La proximidad geográfica crea una vecindad que, inevitablemente, es causante de una contínua oleada de informaciones de lo que ocurre en uno y otro lugar. Es de suponer por ello que los hombres del Norte de Africa siempre siguieron con espectación los acontecimientos que se sucedían en la península Ibérica, resultándoles tentador el ingente florecimiento en todos los órdenes que se iba produciendo sucesivamente a lo largo de los siglos en estas tierras.
Los árabes, hasta el nacimiento de Mahoma, habían permanecido rodeados de pueblos que mantuvieron importantes contactos con el Imperio Romano, bajo cuya administración habían vivido durante largo tiempo. Por otro lado, la próspera actividad comercial que se desarrollaba entre el mundo grecorromano y la India, donde hubo necesidad de crear numerosas rutas comerciales, y que, por una serie de dificultades de tipo geográfico, habían tenido que desviar más tarde por Arabia, aportaría sin duda un prurito bastante tentador a veces de conocer de cerca esos lugares tremendamente idealizados por todos.
-*-*-
Problema planteado: Edita el fragmento sobre los árabes desde "Los árabes, hasta" hasta "idealizados por todos.", ambos incluidos, y cambia "Imperio Romano" por "Imperio Bizantino".

Registros presentados:
-*-*-
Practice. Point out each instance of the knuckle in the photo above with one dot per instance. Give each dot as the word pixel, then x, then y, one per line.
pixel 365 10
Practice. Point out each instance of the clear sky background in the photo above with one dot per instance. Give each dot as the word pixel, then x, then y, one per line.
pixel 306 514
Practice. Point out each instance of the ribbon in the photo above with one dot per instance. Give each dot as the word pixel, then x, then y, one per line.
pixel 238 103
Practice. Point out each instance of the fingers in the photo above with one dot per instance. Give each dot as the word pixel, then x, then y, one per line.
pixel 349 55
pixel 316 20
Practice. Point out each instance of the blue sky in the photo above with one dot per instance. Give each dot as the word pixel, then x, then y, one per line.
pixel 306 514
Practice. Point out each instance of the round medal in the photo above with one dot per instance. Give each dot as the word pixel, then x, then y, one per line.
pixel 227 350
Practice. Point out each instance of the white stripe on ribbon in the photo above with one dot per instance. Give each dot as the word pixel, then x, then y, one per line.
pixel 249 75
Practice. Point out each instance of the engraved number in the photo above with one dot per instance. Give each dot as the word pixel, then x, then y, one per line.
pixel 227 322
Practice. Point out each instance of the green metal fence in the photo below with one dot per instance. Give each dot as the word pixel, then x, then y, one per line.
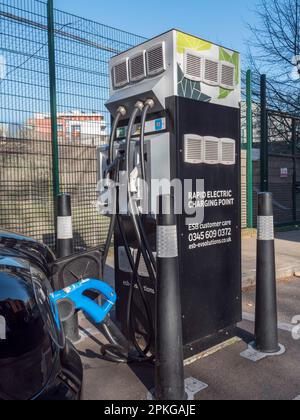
pixel 82 50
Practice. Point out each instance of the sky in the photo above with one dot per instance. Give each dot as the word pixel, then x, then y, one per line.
pixel 220 21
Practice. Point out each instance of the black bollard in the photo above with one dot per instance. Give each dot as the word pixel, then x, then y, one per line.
pixel 64 244
pixel 266 319
pixel 65 248
pixel 169 346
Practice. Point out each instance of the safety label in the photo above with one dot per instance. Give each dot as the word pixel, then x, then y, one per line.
pixel 209 234
pixel 64 228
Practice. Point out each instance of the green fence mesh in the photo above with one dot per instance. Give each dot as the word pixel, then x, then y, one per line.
pixel 82 51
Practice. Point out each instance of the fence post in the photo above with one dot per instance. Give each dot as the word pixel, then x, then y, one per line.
pixel 65 248
pixel 295 192
pixel 249 152
pixel 264 154
pixel 53 103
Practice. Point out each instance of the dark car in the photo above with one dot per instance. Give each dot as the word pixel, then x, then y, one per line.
pixel 36 362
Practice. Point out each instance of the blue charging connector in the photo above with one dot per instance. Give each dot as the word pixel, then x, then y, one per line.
pixel 75 295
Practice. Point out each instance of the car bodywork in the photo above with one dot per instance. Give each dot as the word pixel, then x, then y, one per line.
pixel 36 362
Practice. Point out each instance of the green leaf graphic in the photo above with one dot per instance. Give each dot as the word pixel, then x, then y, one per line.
pixel 185 41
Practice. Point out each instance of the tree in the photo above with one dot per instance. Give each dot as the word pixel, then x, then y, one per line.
pixel 274 49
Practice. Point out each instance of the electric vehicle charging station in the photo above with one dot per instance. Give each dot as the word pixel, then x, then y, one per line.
pixel 175 106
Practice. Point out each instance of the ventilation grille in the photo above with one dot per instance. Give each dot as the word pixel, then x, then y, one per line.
pixel 193 147
pixel 211 150
pixel 137 68
pixel 156 60
pixel 228 152
pixel 211 72
pixel 193 66
pixel 120 75
pixel 227 76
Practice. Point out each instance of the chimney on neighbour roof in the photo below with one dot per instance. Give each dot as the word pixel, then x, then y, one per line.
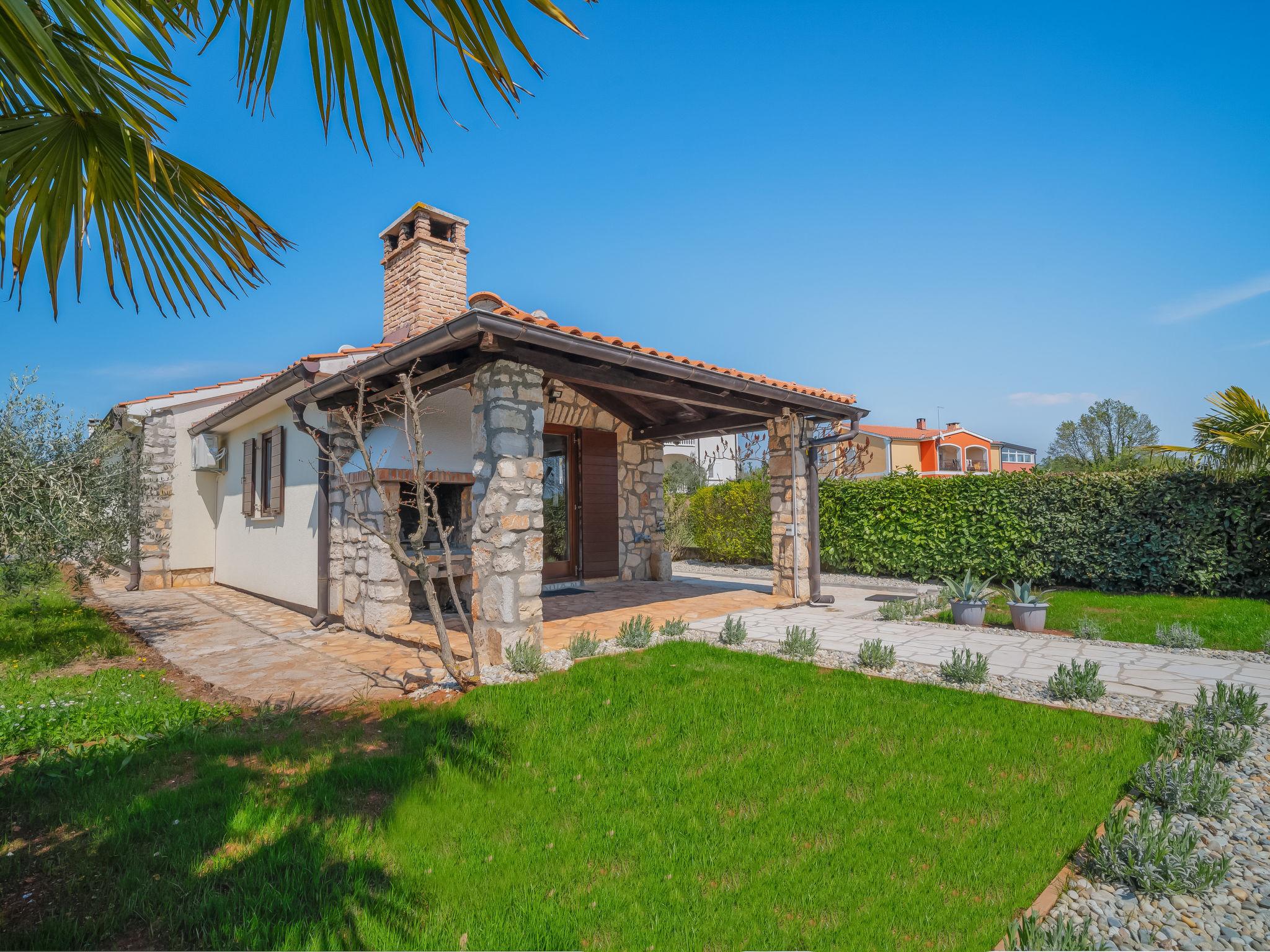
pixel 425 271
-*-*-
Resultado final:
Los árabes, hasta el nacimiento de Mahoma, habían permanecido rodeados de pueblos que mantuvieron importantes contactos con el Imperio Bizantino, bajo cuya administración habían vivido durante largo tiempo. Por otro lado, la próspera actividad comercial que se desarrollaba entre el mundo grecorromano y la India, donde hubo necesidad de crear numerosas rutas comerciales, y que, por una serie de dificultades de tipo geográfico, habían tenido que desviar más tarde por Arabia, aportaría sin duda un prurito bastante tentador a veces de conocer de cerca esos lugares tremendamente idealizados por todos.